Records for processing =
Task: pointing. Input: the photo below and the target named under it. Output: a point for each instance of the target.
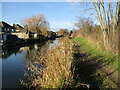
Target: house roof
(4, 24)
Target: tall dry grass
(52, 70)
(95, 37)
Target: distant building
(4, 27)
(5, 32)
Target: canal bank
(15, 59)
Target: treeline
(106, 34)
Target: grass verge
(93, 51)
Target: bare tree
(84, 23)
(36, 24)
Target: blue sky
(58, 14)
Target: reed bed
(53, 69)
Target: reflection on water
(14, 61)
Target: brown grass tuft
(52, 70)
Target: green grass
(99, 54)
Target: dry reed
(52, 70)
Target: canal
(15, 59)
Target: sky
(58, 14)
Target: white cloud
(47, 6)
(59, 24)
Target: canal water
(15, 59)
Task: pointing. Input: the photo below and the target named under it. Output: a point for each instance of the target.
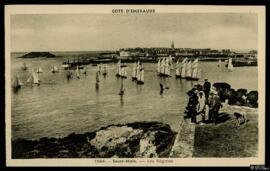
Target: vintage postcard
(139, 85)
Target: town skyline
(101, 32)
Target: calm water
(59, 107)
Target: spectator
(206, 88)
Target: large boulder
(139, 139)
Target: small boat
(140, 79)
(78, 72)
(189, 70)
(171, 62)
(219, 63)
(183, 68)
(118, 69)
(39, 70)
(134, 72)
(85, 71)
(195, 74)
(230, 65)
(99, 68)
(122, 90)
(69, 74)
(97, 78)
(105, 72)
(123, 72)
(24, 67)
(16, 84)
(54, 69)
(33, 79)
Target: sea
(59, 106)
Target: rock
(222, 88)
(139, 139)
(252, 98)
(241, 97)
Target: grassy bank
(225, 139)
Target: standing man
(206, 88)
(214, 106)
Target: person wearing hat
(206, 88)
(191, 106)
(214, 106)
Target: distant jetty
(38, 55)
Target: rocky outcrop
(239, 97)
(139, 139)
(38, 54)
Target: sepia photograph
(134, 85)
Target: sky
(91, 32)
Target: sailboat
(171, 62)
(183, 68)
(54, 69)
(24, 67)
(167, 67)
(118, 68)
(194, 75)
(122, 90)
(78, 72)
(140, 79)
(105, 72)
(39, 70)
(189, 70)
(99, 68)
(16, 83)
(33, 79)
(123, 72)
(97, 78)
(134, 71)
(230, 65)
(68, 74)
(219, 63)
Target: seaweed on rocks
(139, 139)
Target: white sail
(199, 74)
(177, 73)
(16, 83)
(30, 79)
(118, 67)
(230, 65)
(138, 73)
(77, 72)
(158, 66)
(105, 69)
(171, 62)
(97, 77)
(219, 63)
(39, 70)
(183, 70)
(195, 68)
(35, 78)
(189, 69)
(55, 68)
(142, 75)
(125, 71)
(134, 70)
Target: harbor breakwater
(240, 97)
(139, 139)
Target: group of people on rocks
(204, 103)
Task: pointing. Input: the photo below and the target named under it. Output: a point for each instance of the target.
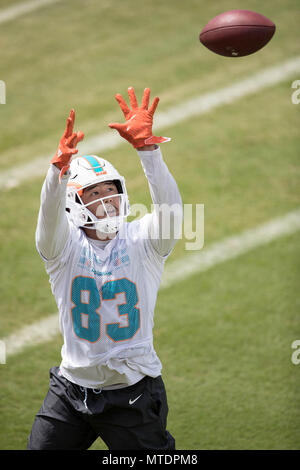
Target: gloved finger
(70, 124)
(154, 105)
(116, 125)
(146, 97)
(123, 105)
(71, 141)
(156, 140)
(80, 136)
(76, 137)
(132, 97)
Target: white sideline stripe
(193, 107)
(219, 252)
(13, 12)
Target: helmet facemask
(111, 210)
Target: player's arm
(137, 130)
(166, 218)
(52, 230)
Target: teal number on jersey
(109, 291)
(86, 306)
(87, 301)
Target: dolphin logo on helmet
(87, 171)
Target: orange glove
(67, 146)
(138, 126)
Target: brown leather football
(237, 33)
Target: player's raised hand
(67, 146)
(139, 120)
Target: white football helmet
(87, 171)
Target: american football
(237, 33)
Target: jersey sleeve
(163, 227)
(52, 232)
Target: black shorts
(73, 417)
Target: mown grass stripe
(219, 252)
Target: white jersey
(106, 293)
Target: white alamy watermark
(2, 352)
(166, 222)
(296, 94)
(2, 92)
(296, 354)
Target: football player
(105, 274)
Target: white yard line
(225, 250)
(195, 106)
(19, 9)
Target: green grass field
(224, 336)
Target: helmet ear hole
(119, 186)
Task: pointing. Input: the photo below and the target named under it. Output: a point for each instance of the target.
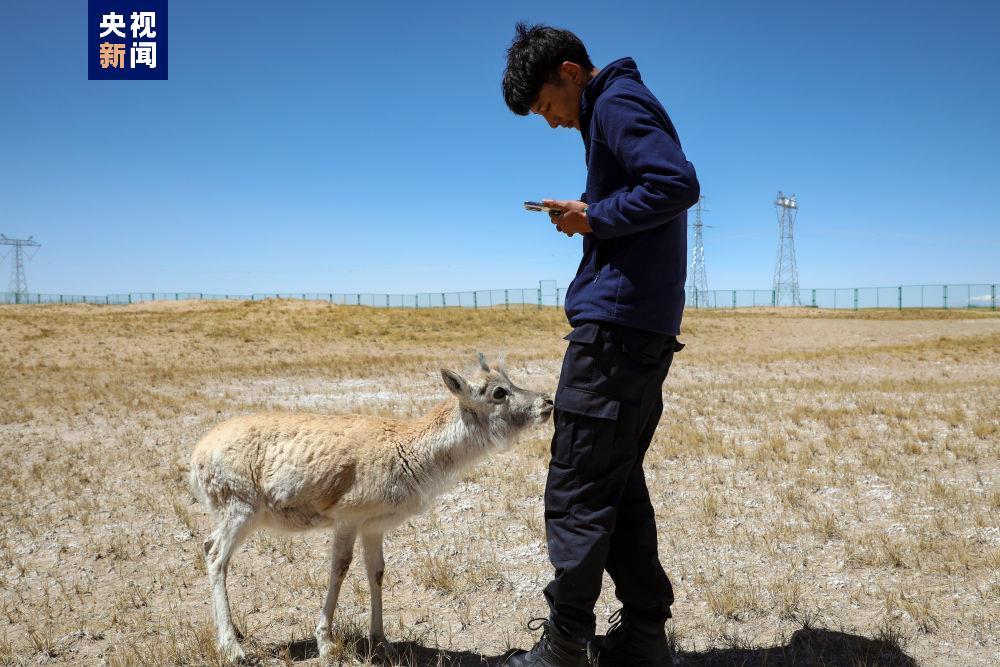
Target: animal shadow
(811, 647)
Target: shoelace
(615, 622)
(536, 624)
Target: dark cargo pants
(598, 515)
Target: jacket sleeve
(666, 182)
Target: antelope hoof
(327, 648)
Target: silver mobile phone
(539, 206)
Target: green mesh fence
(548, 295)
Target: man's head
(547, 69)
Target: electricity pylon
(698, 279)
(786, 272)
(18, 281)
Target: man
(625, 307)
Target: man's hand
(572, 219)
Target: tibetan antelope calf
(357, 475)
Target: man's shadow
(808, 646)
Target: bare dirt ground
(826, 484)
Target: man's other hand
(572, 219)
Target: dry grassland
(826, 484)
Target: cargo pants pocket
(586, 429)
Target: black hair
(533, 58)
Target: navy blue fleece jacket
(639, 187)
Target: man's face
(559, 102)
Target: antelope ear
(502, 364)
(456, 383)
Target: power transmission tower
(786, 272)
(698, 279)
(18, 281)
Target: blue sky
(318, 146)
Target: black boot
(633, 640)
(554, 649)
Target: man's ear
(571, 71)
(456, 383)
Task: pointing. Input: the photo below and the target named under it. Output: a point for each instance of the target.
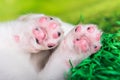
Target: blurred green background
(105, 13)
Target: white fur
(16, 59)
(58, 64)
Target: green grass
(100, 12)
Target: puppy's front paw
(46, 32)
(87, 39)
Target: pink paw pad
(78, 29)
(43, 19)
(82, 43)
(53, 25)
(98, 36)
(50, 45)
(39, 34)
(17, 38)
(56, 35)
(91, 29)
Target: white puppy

Exercise =
Omit every picture while transcribing the records above exactly.

Response box =
Task: pointing. Input: the photo below and the target named under it. Output: a point for each instance of the target.
Target: house roof
(4, 24)
Target: tall dry grass
(52, 70)
(95, 37)
Target: distant building
(4, 27)
(5, 32)
Target: canal bank
(15, 59)
Target: treeline
(106, 34)
Target: grass verge
(93, 51)
Target: bare tree
(84, 23)
(36, 24)
Target: blue sky
(58, 14)
Target: reed bed
(53, 69)
Target: reflection on water
(14, 61)
Target: brown grass tuft
(52, 70)
Target: green grass
(99, 54)
Target: dry reed
(52, 70)
Target: canal
(15, 59)
Target: sky
(58, 14)
Target: white cloud
(47, 6)
(59, 24)
Target: canal water
(15, 59)
Task: pointing. Input: the photo below and the target named under it. Output: a point for each instance of the target.
Target: vintage postcard
(139, 85)
Target: town skyline
(101, 32)
Target: calm water
(59, 107)
Target: spectator
(206, 88)
Target: large boulder
(139, 139)
Target: small boat
(140, 79)
(78, 72)
(189, 70)
(171, 62)
(219, 63)
(183, 68)
(118, 69)
(39, 70)
(134, 72)
(85, 71)
(195, 74)
(230, 65)
(99, 68)
(122, 90)
(69, 74)
(97, 78)
(105, 72)
(123, 72)
(24, 67)
(16, 84)
(54, 69)
(33, 79)
Target: sea
(59, 106)
Target: rock
(222, 88)
(139, 139)
(252, 98)
(241, 97)
Target: grassy bank
(225, 139)
Target: standing man
(206, 88)
(214, 106)
Target: person wearing hat
(206, 88)
(191, 106)
(214, 106)
Target: distant jetty
(38, 55)
Target: rocky outcrop
(239, 97)
(139, 139)
(38, 54)
Target: sepia photograph
(134, 85)
Target: sky
(91, 32)
Target: sailboat
(171, 62)
(183, 68)
(54, 69)
(24, 67)
(167, 67)
(118, 68)
(194, 75)
(122, 90)
(78, 72)
(140, 79)
(105, 72)
(39, 70)
(189, 70)
(99, 68)
(16, 83)
(33, 79)
(123, 72)
(97, 78)
(134, 71)
(230, 65)
(68, 74)
(219, 63)
Target: seaweed on rocks
(139, 139)
Target: white sail
(199, 74)
(177, 73)
(16, 83)
(30, 79)
(118, 67)
(230, 65)
(138, 73)
(77, 72)
(158, 66)
(105, 69)
(171, 62)
(97, 77)
(219, 63)
(39, 70)
(183, 70)
(195, 68)
(35, 78)
(189, 69)
(55, 68)
(142, 75)
(125, 71)
(134, 70)
Target: harbor breakwater
(240, 97)
(139, 139)
Target: group of people on rocks
(204, 103)
Task: pointing. Input: the photo below and the target named under it. Output: a point for each instance of the target.
Target: gloved finger
(70, 124)
(154, 105)
(116, 125)
(146, 97)
(123, 105)
(71, 141)
(156, 140)
(80, 136)
(76, 137)
(132, 97)
Target: white sideline stripe
(193, 107)
(219, 252)
(13, 12)
Target: helmet facemask
(111, 210)
Target: player's arm
(137, 130)
(166, 218)
(52, 230)
Target: teal number on jersey
(109, 291)
(86, 306)
(87, 301)
Target: dolphin logo on helmet
(87, 171)
Target: orange glove
(67, 146)
(138, 126)
Target: brown leather football
(237, 33)
Target: player's raised hand
(67, 146)
(139, 120)
Target: white football helmet
(87, 171)
Target: american football
(237, 33)
Target: jersey sleeve
(163, 227)
(52, 232)
Target: black shorts
(73, 417)
Target: mown grass stripe
(219, 252)
Target: white jersey
(106, 293)
Target: white alamy watermark
(2, 352)
(166, 222)
(296, 94)
(2, 92)
(296, 354)
Target: football player
(105, 274)
Target: white yard line
(225, 250)
(195, 106)
(19, 9)
Target: green grass field
(224, 336)
Target: helmet ear hole
(119, 186)
Task: pointing. Input: the photo below and the target named under it. Output: a point for each instance of the target.
Target: animal shadow
(811, 647)
Target: shoelace
(615, 622)
(536, 624)
Target: dark cargo pants
(598, 515)
Target: jacket sleeve
(666, 182)
Target: antelope hoof
(327, 648)
Target: silver mobile phone
(539, 206)
Target: green mesh fence
(548, 295)
Target: man's head
(547, 69)
Target: electricity pylon
(698, 279)
(786, 272)
(18, 281)
Target: man
(625, 307)
Target: man's hand
(572, 219)
Target: tibetan antelope calf
(357, 475)
Target: man's shadow
(808, 646)
Target: bare dirt ground
(826, 484)
Target: man's other hand
(572, 219)
Target: dry grassland
(826, 484)
Target: cargo pants pocket
(586, 429)
Target: black hair
(533, 58)
Target: navy blue fleece jacket
(639, 187)
Target: man's face
(559, 102)
Target: antelope ear
(502, 364)
(456, 383)
Target: power transmission tower
(786, 272)
(698, 279)
(18, 281)
Target: blue sky
(318, 146)
Target: black boot
(633, 640)
(554, 649)
Target: man's ear
(571, 71)
(456, 383)
Task: pointing. Input: the photo below and the target named under it. Output: a point for each instance of the target.
Target: blurred green background
(105, 13)
Target: white fur
(16, 59)
(58, 64)
Target: green grass
(100, 12)
Target: puppy's front paw
(46, 32)
(87, 39)
Target: pink paw pad
(78, 29)
(43, 19)
(82, 43)
(53, 25)
(98, 36)
(50, 45)
(39, 34)
(17, 38)
(56, 35)
(91, 29)
Target: white puppy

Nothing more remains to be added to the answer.